How is the Car Industry Being Affected by the Tsunami and Earthquake in Japan?

March 30, 2011

The tsunami and earthquake of March 11, 2011 have had a devastating effect in Japan.  If you look through Japan’s history, they are usually prepared for earthquakes, but this time, they were taken by surprise.  With the earthquake shaking buildings off their foundation and the tsunami waves sweeping away everything in its path, it leaves you wondering: how is the disaster affecting the car industry? Nissan, Subaru, Honda, Mazda, Mitsubishi, Toyota and Suzuki all have their headquarters in Japan, not to mention their manufacturing facilities, as well.

----

- _Directions for this task_: In the car industry article, on what date did the tsunami and earthquake strike Japan? Rely only on the car industry article for what comes next.

----

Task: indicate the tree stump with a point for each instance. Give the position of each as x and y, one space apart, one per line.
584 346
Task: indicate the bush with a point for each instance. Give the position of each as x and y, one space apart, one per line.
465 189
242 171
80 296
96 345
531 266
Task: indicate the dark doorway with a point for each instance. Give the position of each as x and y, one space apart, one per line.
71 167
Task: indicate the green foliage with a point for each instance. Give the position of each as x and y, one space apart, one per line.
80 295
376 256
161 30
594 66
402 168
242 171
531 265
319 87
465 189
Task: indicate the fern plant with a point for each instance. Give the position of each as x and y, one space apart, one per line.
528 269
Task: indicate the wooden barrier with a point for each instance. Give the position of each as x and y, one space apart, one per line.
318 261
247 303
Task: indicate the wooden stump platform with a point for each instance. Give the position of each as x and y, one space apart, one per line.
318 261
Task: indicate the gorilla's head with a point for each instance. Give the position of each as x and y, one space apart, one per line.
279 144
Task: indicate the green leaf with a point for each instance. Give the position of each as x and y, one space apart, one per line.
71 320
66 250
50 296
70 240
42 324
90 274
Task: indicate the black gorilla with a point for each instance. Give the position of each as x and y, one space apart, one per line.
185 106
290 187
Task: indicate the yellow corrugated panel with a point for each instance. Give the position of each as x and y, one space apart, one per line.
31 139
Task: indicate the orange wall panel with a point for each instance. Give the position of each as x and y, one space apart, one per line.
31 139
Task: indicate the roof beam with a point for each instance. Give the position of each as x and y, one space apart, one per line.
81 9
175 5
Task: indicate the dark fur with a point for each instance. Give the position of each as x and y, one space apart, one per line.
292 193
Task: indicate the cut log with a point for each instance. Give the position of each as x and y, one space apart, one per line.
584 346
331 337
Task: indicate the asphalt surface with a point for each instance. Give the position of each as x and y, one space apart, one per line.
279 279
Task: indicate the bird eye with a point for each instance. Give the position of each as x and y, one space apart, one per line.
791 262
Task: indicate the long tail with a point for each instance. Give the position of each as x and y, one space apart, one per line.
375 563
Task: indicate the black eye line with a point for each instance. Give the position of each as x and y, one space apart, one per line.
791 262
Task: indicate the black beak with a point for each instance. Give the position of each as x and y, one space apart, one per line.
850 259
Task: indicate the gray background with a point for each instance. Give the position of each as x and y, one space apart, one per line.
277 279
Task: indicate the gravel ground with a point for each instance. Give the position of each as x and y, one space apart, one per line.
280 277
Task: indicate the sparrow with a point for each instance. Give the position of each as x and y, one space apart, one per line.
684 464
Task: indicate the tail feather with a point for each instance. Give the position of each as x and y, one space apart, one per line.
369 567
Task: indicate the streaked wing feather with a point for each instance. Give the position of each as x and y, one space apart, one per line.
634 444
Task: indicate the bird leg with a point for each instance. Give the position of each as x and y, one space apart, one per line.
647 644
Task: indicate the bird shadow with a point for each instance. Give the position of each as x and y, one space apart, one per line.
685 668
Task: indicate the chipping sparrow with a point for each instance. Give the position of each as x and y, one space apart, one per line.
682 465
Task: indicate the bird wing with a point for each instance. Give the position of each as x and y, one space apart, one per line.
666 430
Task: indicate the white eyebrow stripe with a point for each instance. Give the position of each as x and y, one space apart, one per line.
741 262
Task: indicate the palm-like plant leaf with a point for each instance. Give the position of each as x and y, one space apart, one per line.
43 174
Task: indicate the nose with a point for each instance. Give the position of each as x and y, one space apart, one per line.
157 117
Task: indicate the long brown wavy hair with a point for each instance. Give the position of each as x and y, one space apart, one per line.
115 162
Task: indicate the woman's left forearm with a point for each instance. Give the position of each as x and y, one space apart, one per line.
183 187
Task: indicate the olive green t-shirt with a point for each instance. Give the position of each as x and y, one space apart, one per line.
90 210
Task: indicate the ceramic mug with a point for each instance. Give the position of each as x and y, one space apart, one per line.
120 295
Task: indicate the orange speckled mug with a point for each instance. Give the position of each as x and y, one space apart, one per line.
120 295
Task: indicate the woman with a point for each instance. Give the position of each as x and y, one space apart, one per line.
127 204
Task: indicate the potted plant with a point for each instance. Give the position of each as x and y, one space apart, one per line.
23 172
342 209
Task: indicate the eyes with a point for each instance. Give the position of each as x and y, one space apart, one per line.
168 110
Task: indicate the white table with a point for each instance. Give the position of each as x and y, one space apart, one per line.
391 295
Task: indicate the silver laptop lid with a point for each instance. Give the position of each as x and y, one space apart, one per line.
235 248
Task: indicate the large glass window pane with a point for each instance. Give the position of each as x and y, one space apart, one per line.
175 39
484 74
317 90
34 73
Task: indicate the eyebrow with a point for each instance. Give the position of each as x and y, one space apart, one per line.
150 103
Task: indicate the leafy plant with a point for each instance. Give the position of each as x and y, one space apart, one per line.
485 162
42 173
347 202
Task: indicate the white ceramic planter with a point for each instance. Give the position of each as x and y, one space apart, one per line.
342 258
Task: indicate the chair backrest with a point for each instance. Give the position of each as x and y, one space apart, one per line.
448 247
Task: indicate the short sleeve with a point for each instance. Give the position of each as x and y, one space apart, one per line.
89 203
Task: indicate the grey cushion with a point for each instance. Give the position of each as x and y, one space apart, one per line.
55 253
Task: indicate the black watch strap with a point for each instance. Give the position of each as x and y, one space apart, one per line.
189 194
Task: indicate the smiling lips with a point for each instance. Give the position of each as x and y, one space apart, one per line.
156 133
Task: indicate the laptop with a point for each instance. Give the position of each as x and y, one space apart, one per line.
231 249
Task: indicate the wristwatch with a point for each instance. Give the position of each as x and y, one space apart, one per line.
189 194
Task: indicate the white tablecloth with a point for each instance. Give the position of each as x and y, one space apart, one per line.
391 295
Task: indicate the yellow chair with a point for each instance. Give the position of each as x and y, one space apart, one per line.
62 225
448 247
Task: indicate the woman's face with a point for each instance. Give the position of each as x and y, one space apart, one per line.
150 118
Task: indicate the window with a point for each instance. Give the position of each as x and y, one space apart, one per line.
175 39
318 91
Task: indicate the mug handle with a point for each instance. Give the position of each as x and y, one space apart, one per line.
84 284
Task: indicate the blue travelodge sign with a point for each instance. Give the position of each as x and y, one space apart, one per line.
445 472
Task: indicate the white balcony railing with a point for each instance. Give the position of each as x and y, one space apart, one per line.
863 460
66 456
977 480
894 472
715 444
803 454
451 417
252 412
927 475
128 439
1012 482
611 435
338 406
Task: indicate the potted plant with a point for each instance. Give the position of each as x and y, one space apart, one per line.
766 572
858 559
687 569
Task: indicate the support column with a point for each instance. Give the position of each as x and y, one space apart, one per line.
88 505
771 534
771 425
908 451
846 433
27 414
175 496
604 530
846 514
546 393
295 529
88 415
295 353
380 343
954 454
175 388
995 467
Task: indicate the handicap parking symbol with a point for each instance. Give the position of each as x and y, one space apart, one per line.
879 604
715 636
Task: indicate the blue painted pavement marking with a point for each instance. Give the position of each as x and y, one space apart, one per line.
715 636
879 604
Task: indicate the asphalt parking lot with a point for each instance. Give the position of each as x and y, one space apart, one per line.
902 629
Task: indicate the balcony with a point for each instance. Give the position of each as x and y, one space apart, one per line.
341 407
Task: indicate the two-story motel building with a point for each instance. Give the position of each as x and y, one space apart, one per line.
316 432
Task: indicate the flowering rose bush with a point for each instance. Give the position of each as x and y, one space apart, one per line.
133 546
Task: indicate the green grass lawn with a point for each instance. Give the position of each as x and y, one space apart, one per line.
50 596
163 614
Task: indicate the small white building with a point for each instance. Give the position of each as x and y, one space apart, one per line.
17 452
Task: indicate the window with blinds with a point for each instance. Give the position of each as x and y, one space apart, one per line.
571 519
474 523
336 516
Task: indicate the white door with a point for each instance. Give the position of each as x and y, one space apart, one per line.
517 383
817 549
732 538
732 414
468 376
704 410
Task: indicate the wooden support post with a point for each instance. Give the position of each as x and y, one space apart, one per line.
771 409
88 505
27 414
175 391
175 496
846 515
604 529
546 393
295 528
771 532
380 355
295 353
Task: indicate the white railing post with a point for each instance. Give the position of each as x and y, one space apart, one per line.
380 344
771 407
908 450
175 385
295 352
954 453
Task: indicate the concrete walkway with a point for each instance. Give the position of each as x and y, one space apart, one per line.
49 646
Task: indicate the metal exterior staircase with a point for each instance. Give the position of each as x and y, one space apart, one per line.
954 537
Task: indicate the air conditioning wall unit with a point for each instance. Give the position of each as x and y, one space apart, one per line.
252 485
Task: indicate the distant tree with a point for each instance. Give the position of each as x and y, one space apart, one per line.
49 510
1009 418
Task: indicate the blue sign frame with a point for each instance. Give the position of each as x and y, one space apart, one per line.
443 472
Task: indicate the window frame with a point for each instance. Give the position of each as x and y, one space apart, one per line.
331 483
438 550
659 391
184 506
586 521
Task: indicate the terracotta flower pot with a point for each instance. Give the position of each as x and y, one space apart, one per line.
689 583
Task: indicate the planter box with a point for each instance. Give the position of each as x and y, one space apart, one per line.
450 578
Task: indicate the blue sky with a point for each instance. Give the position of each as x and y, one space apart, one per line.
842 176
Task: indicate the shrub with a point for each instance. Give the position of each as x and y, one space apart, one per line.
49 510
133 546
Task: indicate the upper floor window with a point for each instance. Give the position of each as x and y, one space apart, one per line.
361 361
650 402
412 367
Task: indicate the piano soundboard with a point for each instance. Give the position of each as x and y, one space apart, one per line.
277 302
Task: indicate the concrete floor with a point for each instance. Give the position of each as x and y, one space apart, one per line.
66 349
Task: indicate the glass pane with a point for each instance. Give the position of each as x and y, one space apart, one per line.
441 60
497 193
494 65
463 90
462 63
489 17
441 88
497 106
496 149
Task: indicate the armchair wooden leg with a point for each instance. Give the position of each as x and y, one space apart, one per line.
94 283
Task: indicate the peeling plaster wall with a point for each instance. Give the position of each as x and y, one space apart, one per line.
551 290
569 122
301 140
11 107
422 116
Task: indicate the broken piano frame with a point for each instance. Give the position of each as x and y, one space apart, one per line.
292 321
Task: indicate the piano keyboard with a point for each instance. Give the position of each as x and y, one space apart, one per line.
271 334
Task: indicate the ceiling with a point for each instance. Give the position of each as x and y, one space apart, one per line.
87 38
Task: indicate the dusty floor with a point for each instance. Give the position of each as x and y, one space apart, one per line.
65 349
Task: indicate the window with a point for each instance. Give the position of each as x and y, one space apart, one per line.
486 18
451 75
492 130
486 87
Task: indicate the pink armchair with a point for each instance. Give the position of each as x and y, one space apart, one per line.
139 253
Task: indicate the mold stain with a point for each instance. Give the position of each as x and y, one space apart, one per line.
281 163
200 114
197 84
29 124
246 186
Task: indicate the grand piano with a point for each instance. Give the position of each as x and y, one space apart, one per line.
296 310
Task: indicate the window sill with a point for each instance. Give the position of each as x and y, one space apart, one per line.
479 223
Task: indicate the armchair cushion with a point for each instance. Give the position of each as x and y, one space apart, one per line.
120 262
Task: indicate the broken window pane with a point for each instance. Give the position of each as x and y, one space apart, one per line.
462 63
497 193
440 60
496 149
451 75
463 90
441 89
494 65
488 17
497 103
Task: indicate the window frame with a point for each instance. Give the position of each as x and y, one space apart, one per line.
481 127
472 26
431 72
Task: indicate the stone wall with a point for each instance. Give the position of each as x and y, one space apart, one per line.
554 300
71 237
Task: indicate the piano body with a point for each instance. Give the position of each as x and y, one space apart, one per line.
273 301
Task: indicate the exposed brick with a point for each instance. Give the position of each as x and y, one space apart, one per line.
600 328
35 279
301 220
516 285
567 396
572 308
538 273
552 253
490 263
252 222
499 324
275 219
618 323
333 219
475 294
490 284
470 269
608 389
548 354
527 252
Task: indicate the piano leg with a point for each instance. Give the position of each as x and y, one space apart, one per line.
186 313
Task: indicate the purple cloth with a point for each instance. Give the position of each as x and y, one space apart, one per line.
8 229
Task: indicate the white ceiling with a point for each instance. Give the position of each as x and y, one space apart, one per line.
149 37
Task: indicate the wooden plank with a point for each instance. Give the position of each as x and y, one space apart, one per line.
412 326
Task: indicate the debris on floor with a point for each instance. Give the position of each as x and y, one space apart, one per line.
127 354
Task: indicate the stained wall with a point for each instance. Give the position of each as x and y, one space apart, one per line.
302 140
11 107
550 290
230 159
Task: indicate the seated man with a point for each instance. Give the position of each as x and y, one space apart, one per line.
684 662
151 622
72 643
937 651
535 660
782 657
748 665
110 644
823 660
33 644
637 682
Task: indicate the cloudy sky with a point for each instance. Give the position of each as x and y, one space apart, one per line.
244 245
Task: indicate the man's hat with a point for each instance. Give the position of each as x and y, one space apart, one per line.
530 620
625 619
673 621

----

- _Reply_: March 11, 2011